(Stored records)
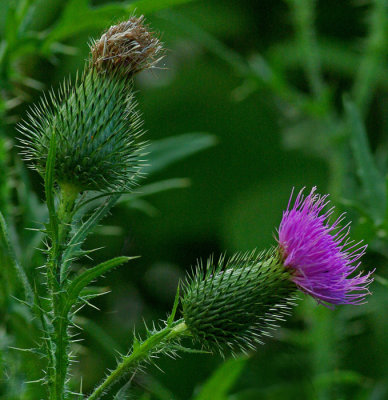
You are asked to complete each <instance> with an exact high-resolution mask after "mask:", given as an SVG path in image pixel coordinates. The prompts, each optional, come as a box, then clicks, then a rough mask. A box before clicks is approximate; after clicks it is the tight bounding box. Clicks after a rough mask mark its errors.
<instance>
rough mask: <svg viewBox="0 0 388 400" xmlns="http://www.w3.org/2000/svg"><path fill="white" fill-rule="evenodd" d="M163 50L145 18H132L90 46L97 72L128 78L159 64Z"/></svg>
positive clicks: (143, 16)
mask: <svg viewBox="0 0 388 400" xmlns="http://www.w3.org/2000/svg"><path fill="white" fill-rule="evenodd" d="M162 50H163V47H162V44H161V43H160V41H159V39H158V38H157V37H156V36H154V34H153V32H150V31H149V29H148V26H147V25H145V24H144V16H140V17H131V18H130V19H129V20H128V21H125V22H122V23H120V24H118V25H114V26H111V27H110V28H109V29H108V31H107V32H105V33H104V34H103V35H102V36H101V38H100V39H99V40H97V41H94V42H92V44H91V46H90V51H91V55H92V60H91V63H92V65H93V66H94V67H95V68H96V69H97V70H99V71H113V72H116V71H117V72H119V73H121V74H123V75H127V76H129V77H131V76H132V75H133V74H135V73H137V72H140V71H142V70H144V69H147V68H151V67H153V66H154V65H155V64H156V63H157V62H159V61H160V60H161V58H163V55H162V54H161V53H162Z"/></svg>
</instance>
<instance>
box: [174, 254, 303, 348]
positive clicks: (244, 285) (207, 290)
mask: <svg viewBox="0 0 388 400" xmlns="http://www.w3.org/2000/svg"><path fill="white" fill-rule="evenodd" d="M290 275H291V274H290V272H289V271H288V270H286V269H285V268H284V267H283V266H282V264H281V262H280V259H279V257H278V255H277V252H276V251H274V250H271V251H269V252H263V253H261V254H256V253H255V252H252V253H250V254H244V255H240V254H237V255H235V256H233V257H232V258H230V259H229V260H228V261H227V262H226V263H225V262H224V260H223V259H221V260H220V261H219V262H218V265H216V266H214V265H213V261H212V259H210V260H208V263H207V267H206V268H203V267H201V266H199V267H197V271H196V273H195V274H194V276H193V277H192V279H189V280H188V281H187V282H186V285H185V286H184V290H183V297H182V307H183V317H184V320H185V323H186V325H187V327H188V330H189V331H190V333H191V334H192V336H193V338H194V340H195V341H197V342H199V343H200V344H201V345H202V347H204V348H207V349H210V350H218V351H219V352H220V353H221V354H222V353H223V351H224V350H225V349H227V348H229V349H230V350H231V351H232V352H238V351H246V350H248V349H250V348H254V347H255V344H257V343H262V340H263V337H264V336H269V335H270V331H271V330H272V329H274V328H276V327H277V322H278V321H282V320H283V319H284V317H285V315H287V314H288V313H289V310H290V308H291V306H292V304H293V300H294V294H295V290H296V287H295V285H294V284H293V283H292V282H291V280H290Z"/></svg>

How to complete this task:
State only the number of lines in these entries that contain "instance".

Result for this task:
4